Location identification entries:
------------------------------

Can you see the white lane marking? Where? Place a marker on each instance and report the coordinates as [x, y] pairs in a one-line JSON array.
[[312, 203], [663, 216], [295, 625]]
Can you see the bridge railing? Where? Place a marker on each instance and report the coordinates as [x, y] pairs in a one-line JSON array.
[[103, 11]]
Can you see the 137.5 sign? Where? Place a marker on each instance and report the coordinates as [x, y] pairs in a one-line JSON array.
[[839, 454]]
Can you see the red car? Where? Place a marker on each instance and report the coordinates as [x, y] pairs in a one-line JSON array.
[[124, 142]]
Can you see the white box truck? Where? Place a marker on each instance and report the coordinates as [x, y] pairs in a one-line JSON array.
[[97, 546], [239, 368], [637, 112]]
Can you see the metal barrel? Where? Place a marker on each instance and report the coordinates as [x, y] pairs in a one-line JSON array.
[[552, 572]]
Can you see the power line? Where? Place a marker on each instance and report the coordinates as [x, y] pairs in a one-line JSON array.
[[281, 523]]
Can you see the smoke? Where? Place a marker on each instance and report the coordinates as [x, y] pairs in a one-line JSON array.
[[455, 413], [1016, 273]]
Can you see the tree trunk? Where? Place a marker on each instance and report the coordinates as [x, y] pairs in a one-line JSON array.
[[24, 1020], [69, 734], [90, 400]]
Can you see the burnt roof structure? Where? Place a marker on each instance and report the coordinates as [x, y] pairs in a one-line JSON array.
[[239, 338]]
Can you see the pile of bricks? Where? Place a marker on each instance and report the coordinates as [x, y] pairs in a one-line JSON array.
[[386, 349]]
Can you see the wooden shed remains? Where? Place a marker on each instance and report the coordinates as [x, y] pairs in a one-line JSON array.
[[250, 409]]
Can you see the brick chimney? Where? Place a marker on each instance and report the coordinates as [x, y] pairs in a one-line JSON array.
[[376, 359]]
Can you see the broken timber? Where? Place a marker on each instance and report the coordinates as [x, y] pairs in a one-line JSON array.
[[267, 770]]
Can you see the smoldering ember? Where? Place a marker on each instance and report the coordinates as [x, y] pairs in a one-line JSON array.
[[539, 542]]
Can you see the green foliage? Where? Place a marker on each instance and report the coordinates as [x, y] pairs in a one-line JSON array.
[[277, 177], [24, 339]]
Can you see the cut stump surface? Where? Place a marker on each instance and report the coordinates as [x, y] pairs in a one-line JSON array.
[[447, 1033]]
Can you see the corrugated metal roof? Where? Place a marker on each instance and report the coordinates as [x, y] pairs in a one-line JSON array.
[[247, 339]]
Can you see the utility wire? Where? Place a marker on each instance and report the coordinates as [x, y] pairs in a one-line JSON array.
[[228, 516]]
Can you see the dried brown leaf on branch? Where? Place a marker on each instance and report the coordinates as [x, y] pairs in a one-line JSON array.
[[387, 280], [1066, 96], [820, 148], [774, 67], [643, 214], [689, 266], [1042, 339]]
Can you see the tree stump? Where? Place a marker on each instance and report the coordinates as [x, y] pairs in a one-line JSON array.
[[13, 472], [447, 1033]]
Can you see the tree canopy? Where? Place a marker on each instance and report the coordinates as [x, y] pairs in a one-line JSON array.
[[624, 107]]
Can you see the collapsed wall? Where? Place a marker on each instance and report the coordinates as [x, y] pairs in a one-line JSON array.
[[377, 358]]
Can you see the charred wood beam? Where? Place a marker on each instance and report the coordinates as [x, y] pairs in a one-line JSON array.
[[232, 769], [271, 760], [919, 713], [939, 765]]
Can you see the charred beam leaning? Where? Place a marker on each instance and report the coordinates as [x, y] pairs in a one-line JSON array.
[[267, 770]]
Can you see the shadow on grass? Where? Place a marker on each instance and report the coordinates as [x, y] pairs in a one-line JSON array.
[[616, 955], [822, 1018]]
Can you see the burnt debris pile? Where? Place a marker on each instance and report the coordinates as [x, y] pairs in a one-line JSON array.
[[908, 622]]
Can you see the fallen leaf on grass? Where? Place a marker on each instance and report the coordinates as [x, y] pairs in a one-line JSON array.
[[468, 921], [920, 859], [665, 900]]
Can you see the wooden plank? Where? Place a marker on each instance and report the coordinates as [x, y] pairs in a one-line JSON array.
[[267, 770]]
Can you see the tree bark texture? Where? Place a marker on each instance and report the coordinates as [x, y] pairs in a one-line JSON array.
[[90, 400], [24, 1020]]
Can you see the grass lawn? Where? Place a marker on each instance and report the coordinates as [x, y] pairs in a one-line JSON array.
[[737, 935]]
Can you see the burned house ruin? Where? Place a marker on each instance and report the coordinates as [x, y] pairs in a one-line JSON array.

------------------------------

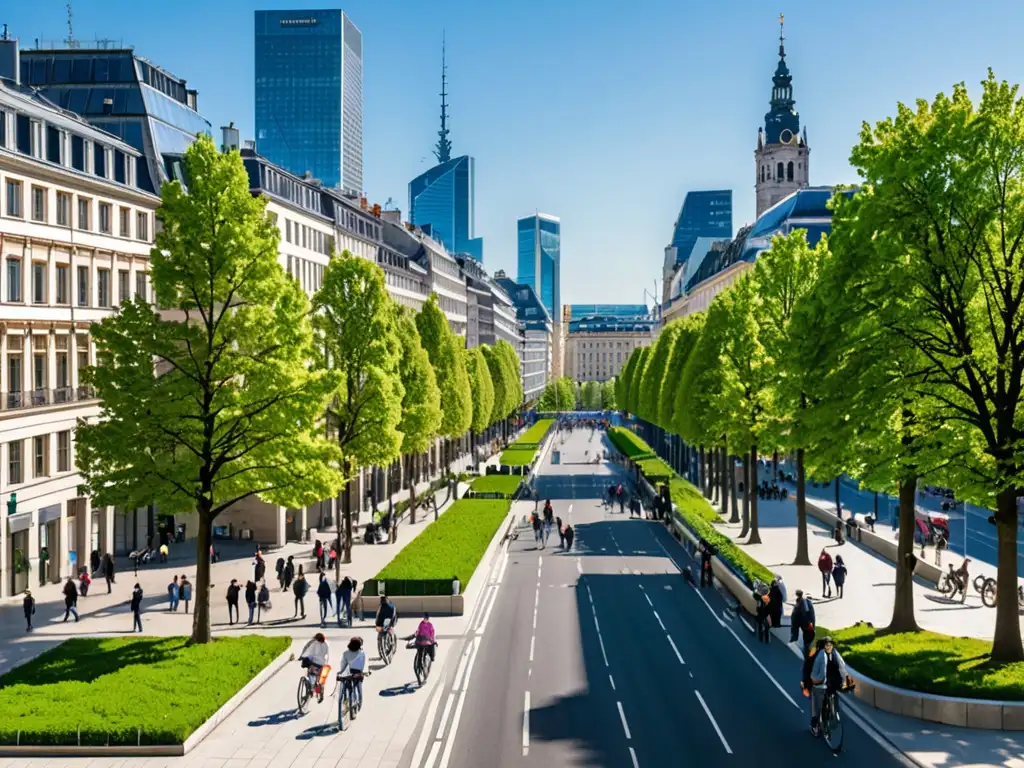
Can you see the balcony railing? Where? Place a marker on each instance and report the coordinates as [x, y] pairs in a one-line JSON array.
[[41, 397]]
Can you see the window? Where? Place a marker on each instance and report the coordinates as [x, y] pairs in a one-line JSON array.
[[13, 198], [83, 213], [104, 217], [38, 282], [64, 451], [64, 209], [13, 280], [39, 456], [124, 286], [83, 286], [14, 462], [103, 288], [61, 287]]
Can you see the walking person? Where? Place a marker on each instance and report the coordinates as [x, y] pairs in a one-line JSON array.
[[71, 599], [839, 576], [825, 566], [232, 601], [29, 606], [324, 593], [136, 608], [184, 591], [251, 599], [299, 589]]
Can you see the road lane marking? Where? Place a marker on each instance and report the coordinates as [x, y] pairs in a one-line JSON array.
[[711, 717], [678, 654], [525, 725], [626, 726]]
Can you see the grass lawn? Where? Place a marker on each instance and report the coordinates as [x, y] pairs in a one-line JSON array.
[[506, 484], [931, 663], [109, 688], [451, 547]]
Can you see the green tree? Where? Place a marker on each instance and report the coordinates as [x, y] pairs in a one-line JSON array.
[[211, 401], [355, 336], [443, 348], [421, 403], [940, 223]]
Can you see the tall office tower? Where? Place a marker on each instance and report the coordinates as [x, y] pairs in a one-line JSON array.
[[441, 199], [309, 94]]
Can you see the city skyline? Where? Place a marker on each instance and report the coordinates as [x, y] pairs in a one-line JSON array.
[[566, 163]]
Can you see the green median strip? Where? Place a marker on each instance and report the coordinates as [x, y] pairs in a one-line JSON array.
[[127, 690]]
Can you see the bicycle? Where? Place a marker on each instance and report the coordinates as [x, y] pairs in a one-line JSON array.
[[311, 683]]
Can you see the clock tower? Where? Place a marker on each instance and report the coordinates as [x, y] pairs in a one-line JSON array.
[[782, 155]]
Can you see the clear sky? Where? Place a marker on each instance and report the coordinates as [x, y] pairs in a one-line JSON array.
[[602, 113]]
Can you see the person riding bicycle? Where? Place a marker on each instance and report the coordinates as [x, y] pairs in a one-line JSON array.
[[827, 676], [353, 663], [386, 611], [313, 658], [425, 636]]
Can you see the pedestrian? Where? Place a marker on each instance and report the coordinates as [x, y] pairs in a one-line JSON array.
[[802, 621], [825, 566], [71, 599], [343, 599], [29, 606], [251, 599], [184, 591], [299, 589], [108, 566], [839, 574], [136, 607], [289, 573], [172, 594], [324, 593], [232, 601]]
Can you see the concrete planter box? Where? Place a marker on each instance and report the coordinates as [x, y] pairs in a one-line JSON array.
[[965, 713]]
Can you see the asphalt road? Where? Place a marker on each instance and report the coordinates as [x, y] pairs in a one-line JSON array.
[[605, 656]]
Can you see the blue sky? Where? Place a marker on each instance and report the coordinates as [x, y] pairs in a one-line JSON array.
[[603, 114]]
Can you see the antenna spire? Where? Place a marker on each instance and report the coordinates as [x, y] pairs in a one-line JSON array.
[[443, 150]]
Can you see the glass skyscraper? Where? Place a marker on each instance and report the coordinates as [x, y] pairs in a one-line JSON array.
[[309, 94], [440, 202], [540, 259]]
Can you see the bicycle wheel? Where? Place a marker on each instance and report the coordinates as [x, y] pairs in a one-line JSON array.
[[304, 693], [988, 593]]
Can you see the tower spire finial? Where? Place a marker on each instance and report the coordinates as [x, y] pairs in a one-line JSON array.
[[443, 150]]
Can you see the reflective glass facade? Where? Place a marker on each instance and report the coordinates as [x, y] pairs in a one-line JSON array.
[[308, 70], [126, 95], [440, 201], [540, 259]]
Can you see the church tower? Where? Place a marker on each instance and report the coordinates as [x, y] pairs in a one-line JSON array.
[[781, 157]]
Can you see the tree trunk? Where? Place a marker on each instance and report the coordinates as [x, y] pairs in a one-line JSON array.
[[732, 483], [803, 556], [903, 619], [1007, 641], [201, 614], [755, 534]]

------------------------------

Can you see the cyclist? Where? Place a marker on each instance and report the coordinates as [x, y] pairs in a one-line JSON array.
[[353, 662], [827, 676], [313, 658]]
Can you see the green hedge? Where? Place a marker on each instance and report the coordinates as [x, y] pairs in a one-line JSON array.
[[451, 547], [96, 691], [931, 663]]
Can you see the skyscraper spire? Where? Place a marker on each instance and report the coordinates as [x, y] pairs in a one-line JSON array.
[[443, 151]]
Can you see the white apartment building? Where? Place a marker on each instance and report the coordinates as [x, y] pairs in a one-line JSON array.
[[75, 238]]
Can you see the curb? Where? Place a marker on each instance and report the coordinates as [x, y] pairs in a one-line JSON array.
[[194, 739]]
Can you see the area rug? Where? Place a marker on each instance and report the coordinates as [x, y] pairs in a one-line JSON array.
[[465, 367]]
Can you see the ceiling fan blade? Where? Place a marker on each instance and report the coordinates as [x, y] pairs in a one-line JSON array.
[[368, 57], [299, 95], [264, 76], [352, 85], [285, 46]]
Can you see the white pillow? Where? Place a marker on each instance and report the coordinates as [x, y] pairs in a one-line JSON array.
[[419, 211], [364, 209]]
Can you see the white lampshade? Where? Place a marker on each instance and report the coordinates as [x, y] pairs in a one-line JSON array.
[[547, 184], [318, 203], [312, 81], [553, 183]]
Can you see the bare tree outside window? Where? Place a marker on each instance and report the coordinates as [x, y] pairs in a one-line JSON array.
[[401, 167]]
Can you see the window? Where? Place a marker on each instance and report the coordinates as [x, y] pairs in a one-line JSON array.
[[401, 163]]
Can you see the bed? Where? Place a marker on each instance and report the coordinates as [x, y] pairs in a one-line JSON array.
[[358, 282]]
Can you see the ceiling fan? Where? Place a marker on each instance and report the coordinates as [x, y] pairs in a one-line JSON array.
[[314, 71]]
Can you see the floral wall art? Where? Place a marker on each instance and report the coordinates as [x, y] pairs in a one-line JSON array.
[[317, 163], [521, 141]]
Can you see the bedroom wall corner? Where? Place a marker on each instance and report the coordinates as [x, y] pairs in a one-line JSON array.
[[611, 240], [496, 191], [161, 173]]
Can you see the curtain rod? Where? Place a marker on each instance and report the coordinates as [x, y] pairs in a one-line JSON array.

------------------------------

Turn the lines of the records starting at the line that contains "Can you see the antenna" and ending at the line that contains "614], [755, 534]]" into a numbered list. Skip any blank lines.

*ANSWER FOR THIS EXERCISE*.
1. Can you see the antenna spire? Where? Place a marker on each instance and report the coordinates as [x, y] pairs in a one-line JSON array.
2. [[443, 150]]
3. Can you see the glass skyscraper? Where? Place a marker on each instance and report the coordinates as [x, y] pairs in a one-line JSON array.
4. [[309, 94], [440, 202], [540, 259]]
5. Can you see the bicycle wheel? Where? Place a marker on each instance and report the coordinates as [x, y] pairs in a one-line JSON array.
6. [[304, 693], [988, 593]]
7. Can you see the tower spire finial? Where? Place a marker on each instance and report the coordinates as [x, y] pairs in a one-line JSON array.
8. [[443, 150]]
9. Can you see the reflective glass facade? Where? Place a marker on each instance and report the coordinates as [x, y] pairs in a one-line JSON array.
10. [[308, 70], [126, 95], [440, 201], [540, 259]]
11. Can you see the church tower? Where? Place a marker on each instance and report the coordinates as [x, y] pairs in a one-line JSON array.
12. [[781, 157]]
13. Can you see the tree trunk? Where? Place a marker on each instance and report the coordinates as [x, y] pairs in a one-line JSON array.
14. [[732, 483], [803, 556], [903, 619], [1007, 641], [201, 614], [755, 534]]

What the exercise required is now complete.